READING PASSAGE.
*****

Success Academy eyes Florida expansion as Schools of Hope operator

Florida’s decade-long efforts to recruit more high-quality charter school operators to the state could be on the verge of a major breakthrough.

Tomorrow, the state Board of Education is set to consider an application from New York-based Success Academy as a designated Schools of Hope operator.

The Schools of Hope program was created in 2017 to help draw more high-performing charter school organizations to the Sunshine State. It scored a few successes, helping bring IDEA Public Schools to Jacksonville and Tampa, as well as KIPP to Miami.

Florida education leaders had for years bemoaned that major national nonprofit charter networks with strong track records of improving outcomes for low-income students had largely steered clear of the nation’s third-largest state, despite a steadily growing charter school sector that now enrolls nearly 400,000 students.

One of the leaders working to make the state more friendly to top charter operators was then-state legislator Manny Diaz Jr., who is now the state’s education commissioner.

Success fits the profile of operators Florida has long hoped to attract. Its schools boast the best math achievement in New York State while serving a student population of predominantly low-income children of color. All of its graduates get accepted to four-year colleges. The network is known for a relentless commitment to high expectations and celebrated efforts to deliver an academically demanding curriculum at scale.

But it’s never opened a school outside New York City.

That may be about to change.

*****

ACTIVITY LIST.
a – Return the part of the Success Academy article that opens with the words containing "Success fits the" and closes with "New York City.".
b – For each statement below, say yes or no according to the Success Academy article, and quote the words of the article that decide it: (i) Success Academy has opened a school outside New York City. (ii) The Schools of Hope program was created in 2017. (iii) Manny Diaz Jr. is now Florida's education commissioner.

(Stored items from a collection)
*****

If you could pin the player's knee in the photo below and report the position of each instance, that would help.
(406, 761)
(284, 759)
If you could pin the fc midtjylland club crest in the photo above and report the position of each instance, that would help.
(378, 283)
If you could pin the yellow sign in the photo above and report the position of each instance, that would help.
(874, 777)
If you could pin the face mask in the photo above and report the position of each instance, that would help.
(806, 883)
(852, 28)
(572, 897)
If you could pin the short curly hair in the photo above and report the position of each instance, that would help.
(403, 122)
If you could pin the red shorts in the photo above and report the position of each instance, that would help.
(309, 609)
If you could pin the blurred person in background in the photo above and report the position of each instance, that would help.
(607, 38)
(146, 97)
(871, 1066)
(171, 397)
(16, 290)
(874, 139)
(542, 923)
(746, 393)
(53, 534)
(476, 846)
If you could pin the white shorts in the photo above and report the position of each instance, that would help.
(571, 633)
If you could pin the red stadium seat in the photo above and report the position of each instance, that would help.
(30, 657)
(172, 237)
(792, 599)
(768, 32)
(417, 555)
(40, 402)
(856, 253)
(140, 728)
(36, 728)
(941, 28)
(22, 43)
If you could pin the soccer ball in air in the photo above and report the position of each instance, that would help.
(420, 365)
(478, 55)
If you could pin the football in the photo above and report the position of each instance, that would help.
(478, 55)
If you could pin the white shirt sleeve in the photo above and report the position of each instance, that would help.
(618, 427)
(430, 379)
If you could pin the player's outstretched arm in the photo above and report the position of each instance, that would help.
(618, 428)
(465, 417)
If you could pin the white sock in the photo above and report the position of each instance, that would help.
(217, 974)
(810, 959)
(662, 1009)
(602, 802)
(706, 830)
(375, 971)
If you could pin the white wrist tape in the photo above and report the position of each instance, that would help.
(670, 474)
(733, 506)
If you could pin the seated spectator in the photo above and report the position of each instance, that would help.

*****

TASK-BY-TASK RESULTS.
a –
Success fits the profile of operators Florida has long hoped to attract. Its schools boast the best math achievement in New York State while serving a student population of predominantly low-income children of color. All of its graduates get accepted to four-year colleges. The network is known for a relentless commitment to high expectations and celebrated efforts to deliver an academically demanding curriculum at scale.

But it’s never opened a school outside New York City.

b –
(i) No: "But it’s never opened a school outside New York City."
(ii) Yes: "The Schools of Hope program was created in 2017"
(iii) Yes: "then-state legislator Manny Diaz Jr., who is now the state’s education commissioner"